WHAT YOU SHOULD DO:
Show each line in the listing below that contains the word "pink", copying every such line in full.

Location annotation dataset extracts
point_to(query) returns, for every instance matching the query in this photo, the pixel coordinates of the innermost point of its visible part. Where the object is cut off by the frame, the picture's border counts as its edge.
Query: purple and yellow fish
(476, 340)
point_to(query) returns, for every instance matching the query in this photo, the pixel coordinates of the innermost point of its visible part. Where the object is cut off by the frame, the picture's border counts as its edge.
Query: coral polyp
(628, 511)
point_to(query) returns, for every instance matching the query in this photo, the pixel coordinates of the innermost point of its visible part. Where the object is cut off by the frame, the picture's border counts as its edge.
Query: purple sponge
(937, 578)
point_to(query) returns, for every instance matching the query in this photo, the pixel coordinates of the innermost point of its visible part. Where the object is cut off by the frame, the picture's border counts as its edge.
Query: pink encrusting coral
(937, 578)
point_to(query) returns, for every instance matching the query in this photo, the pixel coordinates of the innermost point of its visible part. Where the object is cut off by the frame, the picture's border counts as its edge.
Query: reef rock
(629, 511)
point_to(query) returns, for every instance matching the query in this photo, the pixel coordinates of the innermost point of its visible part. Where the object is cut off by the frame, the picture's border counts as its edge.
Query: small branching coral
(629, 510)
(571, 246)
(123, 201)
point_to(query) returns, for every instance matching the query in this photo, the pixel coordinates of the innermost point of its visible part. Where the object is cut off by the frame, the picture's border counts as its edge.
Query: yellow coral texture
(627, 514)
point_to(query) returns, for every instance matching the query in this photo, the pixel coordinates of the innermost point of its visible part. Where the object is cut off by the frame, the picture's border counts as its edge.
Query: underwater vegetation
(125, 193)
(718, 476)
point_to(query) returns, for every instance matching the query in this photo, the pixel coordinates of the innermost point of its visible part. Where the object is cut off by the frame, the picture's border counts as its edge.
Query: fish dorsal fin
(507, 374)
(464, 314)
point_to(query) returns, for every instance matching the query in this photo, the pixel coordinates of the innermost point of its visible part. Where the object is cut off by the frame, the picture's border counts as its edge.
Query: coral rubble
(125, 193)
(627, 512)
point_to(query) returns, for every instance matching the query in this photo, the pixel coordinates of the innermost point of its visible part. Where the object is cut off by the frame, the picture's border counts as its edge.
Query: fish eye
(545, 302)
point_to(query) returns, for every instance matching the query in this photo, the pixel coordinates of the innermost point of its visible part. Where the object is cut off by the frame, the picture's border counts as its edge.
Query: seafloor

--

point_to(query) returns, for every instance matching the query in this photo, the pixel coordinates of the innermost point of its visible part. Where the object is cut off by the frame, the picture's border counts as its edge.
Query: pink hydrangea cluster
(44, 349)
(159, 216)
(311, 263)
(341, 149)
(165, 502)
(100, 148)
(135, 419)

==

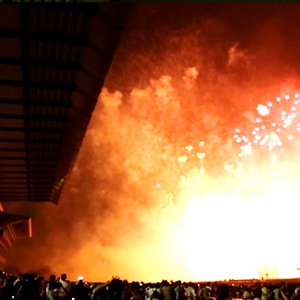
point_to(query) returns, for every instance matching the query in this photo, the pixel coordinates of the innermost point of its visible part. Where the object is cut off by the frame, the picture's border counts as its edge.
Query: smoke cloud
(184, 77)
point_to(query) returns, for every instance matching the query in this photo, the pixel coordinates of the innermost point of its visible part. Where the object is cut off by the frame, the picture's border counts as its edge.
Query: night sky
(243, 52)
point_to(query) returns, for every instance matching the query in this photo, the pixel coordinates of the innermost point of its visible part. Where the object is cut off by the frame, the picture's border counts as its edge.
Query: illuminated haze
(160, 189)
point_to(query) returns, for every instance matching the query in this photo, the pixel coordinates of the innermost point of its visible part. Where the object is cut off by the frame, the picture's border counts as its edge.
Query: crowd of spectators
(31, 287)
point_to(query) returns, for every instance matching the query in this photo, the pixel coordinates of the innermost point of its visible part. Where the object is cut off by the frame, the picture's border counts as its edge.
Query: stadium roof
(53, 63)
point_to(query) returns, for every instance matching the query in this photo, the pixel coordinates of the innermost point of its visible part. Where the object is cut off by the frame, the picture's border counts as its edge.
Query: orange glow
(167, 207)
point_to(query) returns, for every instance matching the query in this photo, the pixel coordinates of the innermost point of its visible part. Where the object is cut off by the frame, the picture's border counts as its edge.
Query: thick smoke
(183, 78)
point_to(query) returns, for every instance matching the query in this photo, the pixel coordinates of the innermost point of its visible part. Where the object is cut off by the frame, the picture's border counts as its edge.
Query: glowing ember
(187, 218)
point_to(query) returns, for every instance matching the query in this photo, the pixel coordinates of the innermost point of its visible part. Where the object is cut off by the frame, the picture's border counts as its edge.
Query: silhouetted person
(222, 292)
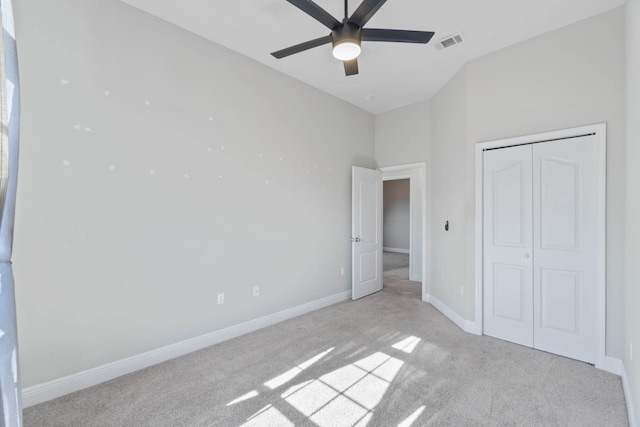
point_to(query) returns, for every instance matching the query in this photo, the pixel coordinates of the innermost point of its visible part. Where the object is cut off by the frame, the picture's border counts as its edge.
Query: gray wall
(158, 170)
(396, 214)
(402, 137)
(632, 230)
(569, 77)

WRITTEN RESPONSE:
Query: pink encrusting coral
Query: pink hydrangea cluster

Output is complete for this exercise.